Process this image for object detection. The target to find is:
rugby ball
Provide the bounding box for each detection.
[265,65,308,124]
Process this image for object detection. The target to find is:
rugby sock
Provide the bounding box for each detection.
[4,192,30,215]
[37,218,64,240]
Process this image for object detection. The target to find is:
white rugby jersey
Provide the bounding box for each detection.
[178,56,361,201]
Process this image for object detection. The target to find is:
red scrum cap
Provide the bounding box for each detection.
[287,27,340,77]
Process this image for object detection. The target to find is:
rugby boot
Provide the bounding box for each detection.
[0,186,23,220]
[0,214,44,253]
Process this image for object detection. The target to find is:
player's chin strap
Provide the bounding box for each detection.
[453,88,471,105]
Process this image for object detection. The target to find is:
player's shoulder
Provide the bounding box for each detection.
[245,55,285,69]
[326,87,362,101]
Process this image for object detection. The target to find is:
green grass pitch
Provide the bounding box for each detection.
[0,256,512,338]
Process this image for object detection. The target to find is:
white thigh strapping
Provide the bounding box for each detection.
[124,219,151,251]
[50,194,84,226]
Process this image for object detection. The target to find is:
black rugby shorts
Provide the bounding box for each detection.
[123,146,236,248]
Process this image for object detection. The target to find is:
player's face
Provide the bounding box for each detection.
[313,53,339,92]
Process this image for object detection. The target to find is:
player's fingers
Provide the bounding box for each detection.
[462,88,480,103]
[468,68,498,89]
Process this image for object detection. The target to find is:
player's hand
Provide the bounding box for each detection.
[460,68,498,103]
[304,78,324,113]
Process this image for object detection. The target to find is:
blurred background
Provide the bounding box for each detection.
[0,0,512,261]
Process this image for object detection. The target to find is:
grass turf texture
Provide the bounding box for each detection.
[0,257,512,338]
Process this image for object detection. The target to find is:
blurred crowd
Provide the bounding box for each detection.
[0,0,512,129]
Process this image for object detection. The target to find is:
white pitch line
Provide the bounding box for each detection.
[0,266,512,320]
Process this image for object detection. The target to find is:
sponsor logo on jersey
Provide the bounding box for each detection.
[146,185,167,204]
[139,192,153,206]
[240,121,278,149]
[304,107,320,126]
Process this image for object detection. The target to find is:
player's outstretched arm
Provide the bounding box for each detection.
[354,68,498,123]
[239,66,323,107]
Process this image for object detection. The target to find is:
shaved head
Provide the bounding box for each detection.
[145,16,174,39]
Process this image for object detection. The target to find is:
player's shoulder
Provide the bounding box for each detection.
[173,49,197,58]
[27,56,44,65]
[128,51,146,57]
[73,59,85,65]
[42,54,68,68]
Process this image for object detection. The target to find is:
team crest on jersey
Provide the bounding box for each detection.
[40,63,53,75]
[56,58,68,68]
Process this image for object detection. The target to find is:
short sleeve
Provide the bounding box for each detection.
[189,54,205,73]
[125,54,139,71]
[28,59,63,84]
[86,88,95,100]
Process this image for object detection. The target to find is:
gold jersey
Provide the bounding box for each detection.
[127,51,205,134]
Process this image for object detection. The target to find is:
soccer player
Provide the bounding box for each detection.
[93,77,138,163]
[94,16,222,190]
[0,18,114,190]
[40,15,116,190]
--*--
> Task goal
Turn every item above into a two-column CSV with the header request,answer and one row per item. Put the item's full text in the request field and its bounding boxes in the answer field, double-quote both fields, and replace every line break inside a field with a space.

> Exercise answer
request,answer
"Process this image for object detection. The target to find is: rugby ball Provide the bounding box for each detection.","[265,65,308,124]"
"Process this image for object detection. The target to find is: rugby sock Provide the bounding box for each detection.","[4,192,30,215] [37,218,64,240]"
"Process this image for object detection. The target to find is: white rugby jersey Provide the bounding box for each detection.","[178,56,361,201]"
"Process this image for object detection. The target to find is: red scrum cap Provide the bounding box for each detection.","[287,27,340,77]"
"Process this image for object detection. The target to find is: rugby boot Provide the bounding box for each detection.","[0,186,23,220] [0,214,44,253]"
"Process this image for object detection. The target to find is: player's chin strap Provide the bounding box for each detection.","[453,88,471,105]"
"Process this image for object detection. The target to find is: player's shoulder Provide the bounding box for each detection.","[245,55,285,69] [326,87,362,101]"
"Process this image for object detection. The target to find is: green grass pitch Provide the bounding box for each detection.","[0,256,512,338]"
"Process this image for object detection. The target to find is: white thigh strapping Provide the bounding box for each detection.","[124,219,151,251] [50,194,84,226]"
"Process this image for object detection. The target to find is: black rugby shorts Provide the bounding box for each detection.","[123,146,236,248]"
"Process this image for object detection. The target to find is: player's face Provide the bounding box for each detection.","[313,53,339,92]"
"Process this image for object detection. The target to find is: player's fingers Provide the bounding box for each detection.","[462,88,480,103] [468,68,498,89]"
"Process this image for object detection. The target to find is: player's hand Provide the bounding box for each detection.","[460,68,498,103] [304,78,324,113]"
"Process this image for object detection. The target to find is: blurred background Provide the bounding box for each detection.","[0,0,512,261]"
"Process this image for object detection. The target to find is: grass turf texture Provide the bounding box for each detection.","[0,257,512,338]"
"Process this image for object detection. The target to find is: blurred crowd Provide the bounding box for each detection.","[0,0,512,129]"
"Process this image for object detection. The target to find is: white pitch line Provide the bounding box for each detection.","[0,266,512,320]"
"Process this image for object detection. The target to find is: sponsor logo on jersey Provide the bounding box for each detection.","[146,185,167,204] [139,192,153,206] [240,121,278,149] [304,107,320,126]"
"Process this image for object detection. The target to find is: player's outstretched arm Provide the bounding box for each detection.","[354,68,498,123] [239,66,323,107]"
"Process this image for object detection. The target to find is: shaved head Provide the bounding box for each detection.","[145,16,174,39]"
"Process this image for object detection. The target to find is: player's shoulder Provide the bounding box for each detection.","[173,49,197,58] [27,56,44,65] [128,51,146,57] [73,59,85,65] [42,54,68,68]"
"Process this image for object detection. The target to find is: team crest on jersey Provide the bounding box for each detection.","[40,63,53,75] [56,58,68,68]"
"Process this image for object detection. The target to find is: short sleeve Provide the bounding box for each detection.","[189,54,205,73] [125,54,139,71] [28,59,63,84] [86,88,95,100]"
"Process this image for object detection. The target to find is: gold jersey Provide the bounding box for each detection.","[127,51,205,134]"
"Process this image for object detection. The target to find is: soccer player Provide the bounding box for each detection.","[93,77,138,163] [94,16,222,190] [0,18,114,190] [40,15,116,190]"